--- START OF DATA ---

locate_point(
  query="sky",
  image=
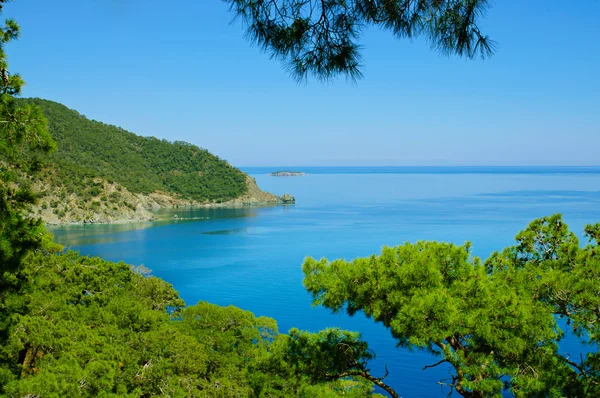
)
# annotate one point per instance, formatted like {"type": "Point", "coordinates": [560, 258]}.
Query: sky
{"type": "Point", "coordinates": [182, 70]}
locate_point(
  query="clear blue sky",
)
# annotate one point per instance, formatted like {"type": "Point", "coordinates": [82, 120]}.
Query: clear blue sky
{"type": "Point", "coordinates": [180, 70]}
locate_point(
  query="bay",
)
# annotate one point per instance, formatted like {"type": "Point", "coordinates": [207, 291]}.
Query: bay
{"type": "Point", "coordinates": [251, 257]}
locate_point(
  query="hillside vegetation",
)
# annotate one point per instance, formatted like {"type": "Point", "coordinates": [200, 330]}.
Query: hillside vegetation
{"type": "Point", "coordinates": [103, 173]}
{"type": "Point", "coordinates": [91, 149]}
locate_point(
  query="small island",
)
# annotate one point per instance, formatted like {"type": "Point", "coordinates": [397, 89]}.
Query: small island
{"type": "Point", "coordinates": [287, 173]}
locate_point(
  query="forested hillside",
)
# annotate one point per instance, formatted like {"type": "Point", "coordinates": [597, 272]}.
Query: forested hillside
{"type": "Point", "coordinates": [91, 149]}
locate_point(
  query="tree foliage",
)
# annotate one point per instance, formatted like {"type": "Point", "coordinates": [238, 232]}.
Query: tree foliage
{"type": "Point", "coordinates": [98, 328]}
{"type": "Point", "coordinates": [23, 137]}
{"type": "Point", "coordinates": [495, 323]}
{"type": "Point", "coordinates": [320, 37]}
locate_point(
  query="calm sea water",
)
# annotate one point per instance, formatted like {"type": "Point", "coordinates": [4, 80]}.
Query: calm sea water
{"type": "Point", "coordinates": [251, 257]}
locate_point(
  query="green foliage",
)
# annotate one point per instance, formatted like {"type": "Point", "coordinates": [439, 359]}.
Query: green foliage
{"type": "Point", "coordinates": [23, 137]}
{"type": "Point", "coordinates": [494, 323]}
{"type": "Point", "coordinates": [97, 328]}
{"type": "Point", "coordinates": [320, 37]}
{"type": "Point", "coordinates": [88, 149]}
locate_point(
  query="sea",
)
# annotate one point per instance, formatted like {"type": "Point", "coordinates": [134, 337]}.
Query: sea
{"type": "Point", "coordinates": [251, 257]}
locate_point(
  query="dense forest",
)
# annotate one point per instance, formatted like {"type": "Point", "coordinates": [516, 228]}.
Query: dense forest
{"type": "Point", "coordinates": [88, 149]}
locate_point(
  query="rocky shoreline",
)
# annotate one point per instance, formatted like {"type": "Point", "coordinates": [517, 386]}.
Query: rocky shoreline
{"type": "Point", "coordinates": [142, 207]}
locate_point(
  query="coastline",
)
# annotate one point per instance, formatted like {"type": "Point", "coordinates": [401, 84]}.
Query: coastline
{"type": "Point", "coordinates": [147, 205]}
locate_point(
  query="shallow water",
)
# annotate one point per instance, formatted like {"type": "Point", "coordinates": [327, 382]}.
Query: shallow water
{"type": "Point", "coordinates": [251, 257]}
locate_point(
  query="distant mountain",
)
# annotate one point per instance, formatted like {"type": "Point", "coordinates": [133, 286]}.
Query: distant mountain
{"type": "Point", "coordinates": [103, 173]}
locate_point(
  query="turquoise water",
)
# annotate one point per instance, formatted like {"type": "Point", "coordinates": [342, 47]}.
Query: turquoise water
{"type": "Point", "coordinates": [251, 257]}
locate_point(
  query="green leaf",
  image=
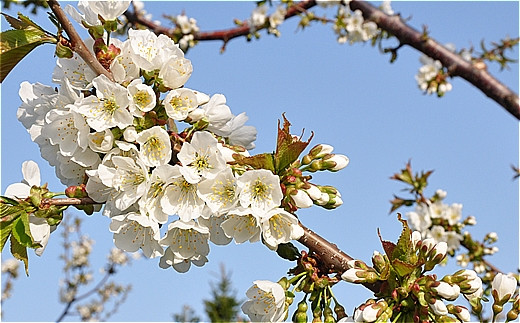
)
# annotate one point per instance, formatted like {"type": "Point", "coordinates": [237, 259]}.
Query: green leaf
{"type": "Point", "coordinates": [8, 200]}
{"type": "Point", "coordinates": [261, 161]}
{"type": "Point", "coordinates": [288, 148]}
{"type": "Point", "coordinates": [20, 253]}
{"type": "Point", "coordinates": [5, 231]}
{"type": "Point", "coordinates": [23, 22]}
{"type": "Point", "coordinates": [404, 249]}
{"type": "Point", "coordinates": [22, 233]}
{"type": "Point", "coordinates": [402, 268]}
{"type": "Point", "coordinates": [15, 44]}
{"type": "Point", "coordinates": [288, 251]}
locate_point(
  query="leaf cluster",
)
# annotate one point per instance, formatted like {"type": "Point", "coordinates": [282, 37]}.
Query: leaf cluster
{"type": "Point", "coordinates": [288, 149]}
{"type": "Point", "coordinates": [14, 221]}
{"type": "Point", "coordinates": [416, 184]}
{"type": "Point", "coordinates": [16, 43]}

--- END OF DATA ---

Without the pictures, restate all the entries above exactly.

locate_point(
  query="sky",
  image=
)
# annotate one point per instance, formatted like {"type": "Point", "coordinates": [560, 258]}.
Query: sky
{"type": "Point", "coordinates": [182, 70]}
locate_point(
  query="clear blue sky",
)
# annotate one point per instance, formatted like {"type": "Point", "coordinates": [82, 120]}.
Query: clear blue sky
{"type": "Point", "coordinates": [180, 70]}
locate_point(
  query="bay",
)
# annotate one point per instance, formatted like {"type": "Point", "coordinates": [207, 291]}.
Query: bay
{"type": "Point", "coordinates": [251, 257]}
locate_point(
  query="hillside vegetation",
)
# annotate one point per instance, formatted like {"type": "Point", "coordinates": [200, 330]}.
Query: hillside vegetation
{"type": "Point", "coordinates": [103, 173]}
{"type": "Point", "coordinates": [91, 149]}
locate_point(
  query="small island",
)
# annotate one point per instance, formatted like {"type": "Point", "coordinates": [397, 89]}.
Query: small island
{"type": "Point", "coordinates": [287, 173]}
locate_point(
  query="forested hillside",
)
# annotate one point per instance, formatted like {"type": "Point", "coordinates": [597, 272]}.
Query: forested hillside
{"type": "Point", "coordinates": [91, 149]}
locate_point(
  query="tree foliage",
)
# annotate one point per instance, formatted like {"type": "Point", "coordinates": [238, 232]}.
Query: tree foliage
{"type": "Point", "coordinates": [98, 328]}
{"type": "Point", "coordinates": [23, 137]}
{"type": "Point", "coordinates": [495, 323]}
{"type": "Point", "coordinates": [320, 37]}
locate_point(
  query="calm sea water",
)
# annotate one point per instance, formatted like {"type": "Point", "coordinates": [4, 80]}.
Query: calm sea water
{"type": "Point", "coordinates": [251, 257]}
locate_point(
  query="green foliage",
)
# annotate one point per instance, formatted like {"type": "Point", "coordinates": [439, 359]}.
Query: green foliage
{"type": "Point", "coordinates": [23, 137]}
{"type": "Point", "coordinates": [494, 323]}
{"type": "Point", "coordinates": [97, 328]}
{"type": "Point", "coordinates": [320, 37]}
{"type": "Point", "coordinates": [88, 149]}
locate_point(
  query="sea",
)
# annotate one point per instance, formatted like {"type": "Point", "coordinates": [134, 337]}.
Query: sea
{"type": "Point", "coordinates": [251, 257]}
locate_point(
  query="dense forest",
)
# annotate one point per instance, formatted like {"type": "Point", "coordinates": [516, 228]}.
Query: dense forest
{"type": "Point", "coordinates": [88, 149]}
locate_point(
  query="rocky shoreline",
)
# annotate one point per instance, formatted like {"type": "Point", "coordinates": [517, 386]}.
Query: rocky shoreline
{"type": "Point", "coordinates": [142, 207]}
locate_point(
  query="coastline",
)
# annotate one point per instance, formatted like {"type": "Point", "coordinates": [401, 84]}.
Query: coastline
{"type": "Point", "coordinates": [147, 205]}
locate_point(
  query="shallow water",
)
# annotate one point per instance, formatted like {"type": "Point", "coordinates": [327, 382]}.
Query: shallow water
{"type": "Point", "coordinates": [251, 257]}
locate_point(
  query="distant mountain",
)
# annotate one point per instance, formatted like {"type": "Point", "coordinates": [133, 286]}.
Query: distant mountain
{"type": "Point", "coordinates": [103, 173]}
locate_point(
  query="turquoise water",
)
# annotate one point per instance, formatted like {"type": "Point", "coordinates": [342, 47]}.
Query: turquoise water
{"type": "Point", "coordinates": [251, 257]}
locate_point(
  query="green leaf",
  image=
)
# annotate one point per instance, formatted like {"type": "Point", "coordinates": [237, 259]}.
Query: green leaf
{"type": "Point", "coordinates": [8, 200]}
{"type": "Point", "coordinates": [261, 161]}
{"type": "Point", "coordinates": [288, 148]}
{"type": "Point", "coordinates": [20, 253]}
{"type": "Point", "coordinates": [5, 231]}
{"type": "Point", "coordinates": [23, 22]}
{"type": "Point", "coordinates": [404, 249]}
{"type": "Point", "coordinates": [22, 233]}
{"type": "Point", "coordinates": [402, 268]}
{"type": "Point", "coordinates": [15, 44]}
{"type": "Point", "coordinates": [288, 251]}
locate_point(
  query="leaf cluster",
)
# annotate one point per instance, formatted like {"type": "Point", "coordinates": [282, 37]}.
Query: leaf cluster
{"type": "Point", "coordinates": [288, 149]}
{"type": "Point", "coordinates": [14, 221]}
{"type": "Point", "coordinates": [416, 184]}
{"type": "Point", "coordinates": [16, 43]}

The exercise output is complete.